And, somehow, I did. It was only after I became too tired to be tired, and too panicked by the deadline to panic, that from weariness came something that was there all along. For a little while, I had my concentration back, and I could look at all my work and pull the threads together, say what I needed to say. It was such a relief, to get a taste of that pre-accident me, to remember that I was still there, that the sadness hadn’t wiped away everything.
When we arrived in Singapore, we stripped away the layers of Melbourne winter clothes we had worn on the plane. Each layer of clothing seemed to wind us back in time, towards summer and the black hole that was 27 December 2009. Early the next morning, while Rima was still sleeping in, I snuck out of our room and made my way to the pool on the hotel rooftop. I wore the same one-piece bathers that my sister had lent me for my hydrotherapy sessions to strengthen my knee; they’d become saggy with all the chlorine at the local indoor pool. I was nervous relinquishing my towel and walking to the pool—my body still felt like hospital property, all staple marks and scars and wasted muscle. But the water greeted me with its familiar silkiness and I discovered I could still comfort myself with slow, deliberate movement. I closed my eyes and summoned back t
he feeling of swimming with Haloumi swimming in my belly—a buoyant equilibrium between inside and outside. ‘I have a dark-haired daughter.’ My hands pushed through the water. She can’t be erased. ‘I have a dark-haired daughter.’
•
At the conference, it felt odd to be mingling with people in my professional capacity again, rather than as a patient or as a shy colleague. In every conversation, there was a little wall I needed to step over as I decided whether or not to disclose that, just seven months ago, I had held my dead child in my arms. I had worried that when it was time to give my paper, my voice would fail me, that it might betray my brokenness. But in the immediacy of the conference, and my desire to do justice to my research and the paper I had prepared, I felt less broken than I had in months.
|---|
Task statement: From the memoir passage above, repeat word for word the stretch that opens with "And, somehow, I" and ends after "wiped away everything.".

Data for pointing to regions:
|---|
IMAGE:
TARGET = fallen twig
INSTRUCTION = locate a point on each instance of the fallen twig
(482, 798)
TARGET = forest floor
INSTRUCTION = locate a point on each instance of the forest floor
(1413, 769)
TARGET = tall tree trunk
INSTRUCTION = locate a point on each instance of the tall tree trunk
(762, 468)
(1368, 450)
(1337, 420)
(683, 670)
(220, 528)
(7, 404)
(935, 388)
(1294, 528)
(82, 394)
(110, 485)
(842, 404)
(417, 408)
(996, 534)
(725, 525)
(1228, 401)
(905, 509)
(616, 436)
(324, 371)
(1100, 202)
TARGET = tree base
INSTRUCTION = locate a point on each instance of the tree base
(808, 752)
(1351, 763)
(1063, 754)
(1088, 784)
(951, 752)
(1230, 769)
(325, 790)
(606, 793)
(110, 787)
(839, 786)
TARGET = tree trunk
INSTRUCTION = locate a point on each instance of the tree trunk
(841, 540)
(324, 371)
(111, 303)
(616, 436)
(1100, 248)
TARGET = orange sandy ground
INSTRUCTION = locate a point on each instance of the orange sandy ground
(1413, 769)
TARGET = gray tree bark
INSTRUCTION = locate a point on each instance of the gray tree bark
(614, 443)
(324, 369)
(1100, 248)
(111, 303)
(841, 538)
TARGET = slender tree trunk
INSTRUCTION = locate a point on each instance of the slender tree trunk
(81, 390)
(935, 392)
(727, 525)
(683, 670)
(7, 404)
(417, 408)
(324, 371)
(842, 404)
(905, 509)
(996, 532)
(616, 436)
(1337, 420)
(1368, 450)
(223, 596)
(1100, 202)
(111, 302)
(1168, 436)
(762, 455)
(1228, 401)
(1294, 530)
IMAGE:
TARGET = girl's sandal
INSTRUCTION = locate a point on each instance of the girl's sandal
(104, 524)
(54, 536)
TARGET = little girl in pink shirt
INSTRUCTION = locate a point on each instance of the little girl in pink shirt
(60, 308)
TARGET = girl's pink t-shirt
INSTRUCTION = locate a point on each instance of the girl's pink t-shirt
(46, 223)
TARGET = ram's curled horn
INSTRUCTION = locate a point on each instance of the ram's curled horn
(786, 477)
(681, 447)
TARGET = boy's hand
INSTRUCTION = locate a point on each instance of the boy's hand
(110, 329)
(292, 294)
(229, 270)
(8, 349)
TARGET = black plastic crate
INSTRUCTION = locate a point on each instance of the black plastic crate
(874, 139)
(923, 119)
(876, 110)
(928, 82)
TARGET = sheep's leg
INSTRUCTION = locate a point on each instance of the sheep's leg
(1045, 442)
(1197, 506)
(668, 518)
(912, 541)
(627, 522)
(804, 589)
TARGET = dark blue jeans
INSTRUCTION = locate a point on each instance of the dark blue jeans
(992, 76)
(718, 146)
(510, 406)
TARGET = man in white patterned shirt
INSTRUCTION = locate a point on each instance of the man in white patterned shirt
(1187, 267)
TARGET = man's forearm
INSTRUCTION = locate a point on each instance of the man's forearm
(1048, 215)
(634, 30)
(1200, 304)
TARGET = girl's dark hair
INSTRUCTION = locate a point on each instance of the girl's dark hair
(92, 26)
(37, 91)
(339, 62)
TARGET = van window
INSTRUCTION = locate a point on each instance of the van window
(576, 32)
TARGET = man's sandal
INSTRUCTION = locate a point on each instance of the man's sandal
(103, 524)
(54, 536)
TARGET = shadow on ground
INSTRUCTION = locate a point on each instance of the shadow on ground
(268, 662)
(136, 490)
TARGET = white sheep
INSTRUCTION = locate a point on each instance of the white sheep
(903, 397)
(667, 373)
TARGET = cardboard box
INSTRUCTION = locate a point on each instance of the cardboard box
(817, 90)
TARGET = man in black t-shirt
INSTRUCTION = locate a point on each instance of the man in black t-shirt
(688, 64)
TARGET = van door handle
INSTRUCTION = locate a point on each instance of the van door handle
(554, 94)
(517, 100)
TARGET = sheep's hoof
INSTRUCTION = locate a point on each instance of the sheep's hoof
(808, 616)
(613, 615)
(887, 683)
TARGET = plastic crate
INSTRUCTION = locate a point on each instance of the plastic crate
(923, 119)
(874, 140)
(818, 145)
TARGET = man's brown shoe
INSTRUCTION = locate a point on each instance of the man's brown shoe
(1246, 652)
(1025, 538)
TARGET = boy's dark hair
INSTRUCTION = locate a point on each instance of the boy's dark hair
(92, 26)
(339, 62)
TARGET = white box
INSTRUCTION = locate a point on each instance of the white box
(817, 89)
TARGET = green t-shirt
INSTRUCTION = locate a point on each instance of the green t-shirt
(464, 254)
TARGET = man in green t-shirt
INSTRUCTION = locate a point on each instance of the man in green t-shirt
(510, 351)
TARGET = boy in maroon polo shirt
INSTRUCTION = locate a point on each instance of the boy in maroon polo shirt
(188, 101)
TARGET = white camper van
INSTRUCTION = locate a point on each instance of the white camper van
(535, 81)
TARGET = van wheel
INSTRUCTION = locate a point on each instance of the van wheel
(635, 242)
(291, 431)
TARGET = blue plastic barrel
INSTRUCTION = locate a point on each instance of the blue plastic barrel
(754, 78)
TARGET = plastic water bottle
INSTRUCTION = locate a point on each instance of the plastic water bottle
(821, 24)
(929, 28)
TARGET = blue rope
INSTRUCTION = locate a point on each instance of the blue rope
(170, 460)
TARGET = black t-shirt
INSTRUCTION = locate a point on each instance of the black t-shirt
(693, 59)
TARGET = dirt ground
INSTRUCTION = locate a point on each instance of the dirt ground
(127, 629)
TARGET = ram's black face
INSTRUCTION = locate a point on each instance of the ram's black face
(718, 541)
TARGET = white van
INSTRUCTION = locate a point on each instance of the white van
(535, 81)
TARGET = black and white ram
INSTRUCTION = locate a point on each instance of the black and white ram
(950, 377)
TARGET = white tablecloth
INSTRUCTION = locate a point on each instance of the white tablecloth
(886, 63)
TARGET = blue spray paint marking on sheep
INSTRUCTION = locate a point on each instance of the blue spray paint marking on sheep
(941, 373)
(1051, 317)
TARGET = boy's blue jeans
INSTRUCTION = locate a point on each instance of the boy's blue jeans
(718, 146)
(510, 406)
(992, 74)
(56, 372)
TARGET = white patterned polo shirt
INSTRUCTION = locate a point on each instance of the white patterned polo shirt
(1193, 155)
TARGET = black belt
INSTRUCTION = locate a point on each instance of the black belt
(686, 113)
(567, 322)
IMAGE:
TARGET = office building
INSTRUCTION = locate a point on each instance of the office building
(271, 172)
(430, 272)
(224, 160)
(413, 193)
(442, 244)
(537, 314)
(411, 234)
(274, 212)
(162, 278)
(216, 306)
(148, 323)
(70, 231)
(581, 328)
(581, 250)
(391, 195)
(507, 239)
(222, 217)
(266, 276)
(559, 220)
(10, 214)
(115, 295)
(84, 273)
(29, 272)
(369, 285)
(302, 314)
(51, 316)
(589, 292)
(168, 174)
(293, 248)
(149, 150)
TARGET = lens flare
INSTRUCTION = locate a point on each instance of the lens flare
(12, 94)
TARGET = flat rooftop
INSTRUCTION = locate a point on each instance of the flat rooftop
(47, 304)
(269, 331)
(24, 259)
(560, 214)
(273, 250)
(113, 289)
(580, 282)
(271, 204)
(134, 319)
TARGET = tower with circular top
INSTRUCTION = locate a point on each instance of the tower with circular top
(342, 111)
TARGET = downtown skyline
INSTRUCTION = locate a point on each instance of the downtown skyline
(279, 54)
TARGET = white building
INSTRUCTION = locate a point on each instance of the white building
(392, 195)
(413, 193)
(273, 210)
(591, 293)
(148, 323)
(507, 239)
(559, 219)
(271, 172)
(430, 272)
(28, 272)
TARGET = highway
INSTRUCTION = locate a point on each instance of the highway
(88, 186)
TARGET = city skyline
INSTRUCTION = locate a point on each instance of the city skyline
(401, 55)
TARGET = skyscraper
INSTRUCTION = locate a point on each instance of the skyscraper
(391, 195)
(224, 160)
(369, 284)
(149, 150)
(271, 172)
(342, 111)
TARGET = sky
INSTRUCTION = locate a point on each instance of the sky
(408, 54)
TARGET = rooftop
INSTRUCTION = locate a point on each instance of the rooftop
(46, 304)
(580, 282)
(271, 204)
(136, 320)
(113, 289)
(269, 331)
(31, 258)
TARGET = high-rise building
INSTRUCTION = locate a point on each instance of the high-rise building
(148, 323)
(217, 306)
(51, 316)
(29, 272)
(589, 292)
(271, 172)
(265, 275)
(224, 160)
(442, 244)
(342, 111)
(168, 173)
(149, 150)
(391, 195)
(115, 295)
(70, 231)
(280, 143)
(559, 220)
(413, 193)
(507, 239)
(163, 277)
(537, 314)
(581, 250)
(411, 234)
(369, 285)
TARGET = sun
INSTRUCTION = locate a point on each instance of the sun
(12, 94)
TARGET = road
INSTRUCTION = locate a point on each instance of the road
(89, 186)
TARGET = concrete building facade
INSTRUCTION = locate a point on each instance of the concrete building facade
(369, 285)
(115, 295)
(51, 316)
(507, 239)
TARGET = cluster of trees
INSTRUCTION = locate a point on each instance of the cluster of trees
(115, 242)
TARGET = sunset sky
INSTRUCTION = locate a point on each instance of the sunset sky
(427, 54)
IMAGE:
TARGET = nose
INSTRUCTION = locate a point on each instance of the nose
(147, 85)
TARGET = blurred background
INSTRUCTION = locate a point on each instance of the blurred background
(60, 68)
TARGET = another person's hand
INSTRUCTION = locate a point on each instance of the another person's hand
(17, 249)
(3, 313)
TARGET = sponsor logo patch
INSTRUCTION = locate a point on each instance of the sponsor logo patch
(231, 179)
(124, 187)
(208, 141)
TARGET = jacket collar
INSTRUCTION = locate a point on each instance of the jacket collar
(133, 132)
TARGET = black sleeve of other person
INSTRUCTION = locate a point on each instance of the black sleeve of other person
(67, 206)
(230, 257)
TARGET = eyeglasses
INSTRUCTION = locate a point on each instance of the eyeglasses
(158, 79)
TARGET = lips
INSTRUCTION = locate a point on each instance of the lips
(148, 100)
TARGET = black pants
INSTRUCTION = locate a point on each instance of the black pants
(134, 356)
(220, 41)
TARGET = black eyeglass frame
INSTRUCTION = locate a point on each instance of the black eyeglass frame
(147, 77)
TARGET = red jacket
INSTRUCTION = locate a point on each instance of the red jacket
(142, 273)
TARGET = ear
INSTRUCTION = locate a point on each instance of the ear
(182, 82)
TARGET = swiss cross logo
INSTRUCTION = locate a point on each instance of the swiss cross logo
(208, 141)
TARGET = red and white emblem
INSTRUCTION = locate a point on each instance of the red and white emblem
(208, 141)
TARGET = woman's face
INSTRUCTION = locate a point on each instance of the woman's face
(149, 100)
|---|
Exercise answer:
And, somehow, I did. It was only after I became too tired to be tired, and too panicked by the deadline to panic, that from weariness came something that was there all along. For a little while, I had my concentration back, and I could look at all my work and pull the threads together, say what I needed to say. It was such a relief, to get a taste of that pre-accident me, to remember that I was still there, that the sadness hadn’t wiped away everything.